┌────────

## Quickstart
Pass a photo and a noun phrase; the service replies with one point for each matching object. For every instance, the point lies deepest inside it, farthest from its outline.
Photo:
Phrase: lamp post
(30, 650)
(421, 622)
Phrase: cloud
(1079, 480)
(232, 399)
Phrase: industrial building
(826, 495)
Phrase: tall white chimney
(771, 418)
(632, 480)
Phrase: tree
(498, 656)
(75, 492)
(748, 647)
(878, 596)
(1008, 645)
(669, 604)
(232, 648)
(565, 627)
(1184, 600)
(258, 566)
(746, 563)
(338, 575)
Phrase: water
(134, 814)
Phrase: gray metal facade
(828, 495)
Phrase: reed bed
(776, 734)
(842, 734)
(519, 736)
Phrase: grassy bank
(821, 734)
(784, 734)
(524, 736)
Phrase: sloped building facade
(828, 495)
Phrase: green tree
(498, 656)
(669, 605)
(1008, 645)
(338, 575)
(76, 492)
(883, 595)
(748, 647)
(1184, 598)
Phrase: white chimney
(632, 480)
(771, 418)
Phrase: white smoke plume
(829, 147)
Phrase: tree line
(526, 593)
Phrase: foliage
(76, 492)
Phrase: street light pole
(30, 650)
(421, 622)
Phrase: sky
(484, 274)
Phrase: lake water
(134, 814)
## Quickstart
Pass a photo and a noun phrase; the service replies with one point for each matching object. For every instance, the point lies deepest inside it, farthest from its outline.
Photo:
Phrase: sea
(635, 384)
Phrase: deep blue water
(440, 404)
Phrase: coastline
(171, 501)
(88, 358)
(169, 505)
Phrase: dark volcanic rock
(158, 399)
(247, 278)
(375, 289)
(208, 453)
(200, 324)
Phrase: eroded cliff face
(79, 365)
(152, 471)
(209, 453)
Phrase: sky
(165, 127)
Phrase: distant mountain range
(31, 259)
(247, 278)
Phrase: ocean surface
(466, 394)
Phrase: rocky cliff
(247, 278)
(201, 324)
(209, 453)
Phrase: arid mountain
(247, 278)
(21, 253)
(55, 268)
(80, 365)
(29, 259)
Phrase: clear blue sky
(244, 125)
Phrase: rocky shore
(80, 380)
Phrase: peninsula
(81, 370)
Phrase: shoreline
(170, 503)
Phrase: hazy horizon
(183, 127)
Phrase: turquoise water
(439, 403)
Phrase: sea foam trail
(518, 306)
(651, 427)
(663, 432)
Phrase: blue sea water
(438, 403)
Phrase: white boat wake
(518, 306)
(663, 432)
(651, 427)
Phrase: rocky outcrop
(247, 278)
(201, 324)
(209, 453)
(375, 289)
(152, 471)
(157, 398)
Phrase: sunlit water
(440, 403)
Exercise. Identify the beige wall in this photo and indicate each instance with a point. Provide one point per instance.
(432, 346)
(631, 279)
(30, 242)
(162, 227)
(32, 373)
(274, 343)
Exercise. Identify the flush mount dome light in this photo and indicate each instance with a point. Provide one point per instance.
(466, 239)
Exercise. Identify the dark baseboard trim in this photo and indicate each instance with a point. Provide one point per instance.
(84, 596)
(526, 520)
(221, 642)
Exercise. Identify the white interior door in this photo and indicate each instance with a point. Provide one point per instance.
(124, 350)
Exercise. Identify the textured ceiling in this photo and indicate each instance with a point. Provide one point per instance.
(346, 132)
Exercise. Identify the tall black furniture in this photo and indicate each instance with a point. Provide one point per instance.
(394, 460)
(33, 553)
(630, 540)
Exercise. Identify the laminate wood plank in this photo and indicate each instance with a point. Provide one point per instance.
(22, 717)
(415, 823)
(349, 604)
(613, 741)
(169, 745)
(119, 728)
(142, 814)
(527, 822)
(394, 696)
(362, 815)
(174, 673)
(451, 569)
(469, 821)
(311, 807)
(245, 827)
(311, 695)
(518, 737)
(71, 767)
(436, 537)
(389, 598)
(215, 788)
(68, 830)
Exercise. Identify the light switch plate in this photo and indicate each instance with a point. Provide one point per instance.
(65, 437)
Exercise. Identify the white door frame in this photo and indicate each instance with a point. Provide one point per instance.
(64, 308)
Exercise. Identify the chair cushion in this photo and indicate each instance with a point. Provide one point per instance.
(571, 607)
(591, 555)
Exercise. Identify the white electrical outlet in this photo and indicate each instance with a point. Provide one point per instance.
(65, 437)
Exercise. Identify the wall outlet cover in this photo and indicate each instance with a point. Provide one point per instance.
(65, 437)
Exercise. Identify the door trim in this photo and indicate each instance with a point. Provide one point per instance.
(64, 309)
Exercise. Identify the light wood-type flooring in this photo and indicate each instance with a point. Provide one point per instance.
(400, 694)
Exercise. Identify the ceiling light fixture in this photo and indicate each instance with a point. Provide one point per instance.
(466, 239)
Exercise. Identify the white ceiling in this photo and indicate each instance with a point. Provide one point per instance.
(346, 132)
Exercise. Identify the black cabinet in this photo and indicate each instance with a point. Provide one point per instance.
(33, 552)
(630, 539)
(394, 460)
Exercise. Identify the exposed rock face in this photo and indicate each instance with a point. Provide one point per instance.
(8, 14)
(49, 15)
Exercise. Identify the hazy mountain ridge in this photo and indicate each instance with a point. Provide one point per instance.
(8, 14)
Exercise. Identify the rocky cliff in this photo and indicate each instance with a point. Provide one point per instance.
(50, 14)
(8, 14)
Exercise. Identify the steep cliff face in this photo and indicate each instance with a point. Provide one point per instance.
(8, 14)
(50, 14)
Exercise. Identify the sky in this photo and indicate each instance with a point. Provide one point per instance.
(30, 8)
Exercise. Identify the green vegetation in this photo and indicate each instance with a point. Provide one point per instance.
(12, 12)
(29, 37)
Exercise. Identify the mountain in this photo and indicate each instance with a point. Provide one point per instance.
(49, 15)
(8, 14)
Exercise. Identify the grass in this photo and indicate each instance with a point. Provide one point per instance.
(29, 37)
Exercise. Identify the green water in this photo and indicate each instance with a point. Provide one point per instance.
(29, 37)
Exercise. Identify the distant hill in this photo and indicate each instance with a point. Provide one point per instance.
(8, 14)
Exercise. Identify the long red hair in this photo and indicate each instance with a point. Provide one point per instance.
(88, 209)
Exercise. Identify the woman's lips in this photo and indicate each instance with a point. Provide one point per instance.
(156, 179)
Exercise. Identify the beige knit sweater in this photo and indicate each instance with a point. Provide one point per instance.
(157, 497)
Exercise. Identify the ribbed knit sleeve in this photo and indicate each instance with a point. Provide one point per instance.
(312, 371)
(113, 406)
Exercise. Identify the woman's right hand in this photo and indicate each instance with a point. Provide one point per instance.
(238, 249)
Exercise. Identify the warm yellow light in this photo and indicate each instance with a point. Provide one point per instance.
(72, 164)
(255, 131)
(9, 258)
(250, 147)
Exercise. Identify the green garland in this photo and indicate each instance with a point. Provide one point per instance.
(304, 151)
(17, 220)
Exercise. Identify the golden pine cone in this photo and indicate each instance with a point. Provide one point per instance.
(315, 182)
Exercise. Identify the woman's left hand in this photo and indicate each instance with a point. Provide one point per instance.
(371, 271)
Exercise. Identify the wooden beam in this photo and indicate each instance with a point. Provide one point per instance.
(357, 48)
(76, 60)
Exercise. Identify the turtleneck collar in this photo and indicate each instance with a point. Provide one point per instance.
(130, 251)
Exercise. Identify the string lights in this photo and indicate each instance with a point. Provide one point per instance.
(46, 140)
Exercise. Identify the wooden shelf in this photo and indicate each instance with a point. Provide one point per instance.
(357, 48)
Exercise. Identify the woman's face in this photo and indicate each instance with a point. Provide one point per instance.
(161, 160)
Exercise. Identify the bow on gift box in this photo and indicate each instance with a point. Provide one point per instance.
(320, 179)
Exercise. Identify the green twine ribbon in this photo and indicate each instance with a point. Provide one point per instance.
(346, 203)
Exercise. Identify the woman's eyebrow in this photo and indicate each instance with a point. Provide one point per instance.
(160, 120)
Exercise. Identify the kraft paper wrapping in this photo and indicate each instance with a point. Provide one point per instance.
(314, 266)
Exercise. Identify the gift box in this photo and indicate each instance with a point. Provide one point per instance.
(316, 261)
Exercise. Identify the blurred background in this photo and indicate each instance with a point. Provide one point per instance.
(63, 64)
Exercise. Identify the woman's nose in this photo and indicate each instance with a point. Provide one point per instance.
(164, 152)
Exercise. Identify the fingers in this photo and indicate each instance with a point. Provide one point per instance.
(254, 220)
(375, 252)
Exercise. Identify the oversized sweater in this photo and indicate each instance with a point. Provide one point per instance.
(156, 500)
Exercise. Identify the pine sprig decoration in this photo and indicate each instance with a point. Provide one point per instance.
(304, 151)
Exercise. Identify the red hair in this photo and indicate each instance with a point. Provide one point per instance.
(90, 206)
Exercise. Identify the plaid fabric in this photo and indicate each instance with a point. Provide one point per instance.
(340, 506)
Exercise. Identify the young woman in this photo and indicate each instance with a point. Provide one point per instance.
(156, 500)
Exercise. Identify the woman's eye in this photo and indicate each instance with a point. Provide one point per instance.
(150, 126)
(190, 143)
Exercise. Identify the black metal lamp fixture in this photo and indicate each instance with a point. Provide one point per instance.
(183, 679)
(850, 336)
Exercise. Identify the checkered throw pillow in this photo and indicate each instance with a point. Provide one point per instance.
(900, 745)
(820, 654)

└────────

Wandle bitte die Daten von der Zeile mit „Exercise. Identify the woman's eye in“ bis zum Ende der Daten, beide Enden eingeschlossen, in eine JSON-Liste von Zeichenketten um, mit einem Eintrag je Zeile und ohne Leerzeilen.

• [LÖSUNG DER AUFGABE]
[
  "Exercise. Identify the woman's eye in this photo and indicate each instance with a point. Provide one point per instance.",
  "(150, 126)",
  "(190, 143)",
  "Exercise. Identify the black metal lamp fixture in this photo and indicate each instance with a point. Provide one point per instance.",
  "(183, 679)",
  "(850, 336)",
  "Exercise. Identify the checkered throw pillow in this photo and indicate each instance with a point. Provide one point per instance.",
  "(900, 745)",
  "(820, 654)"
]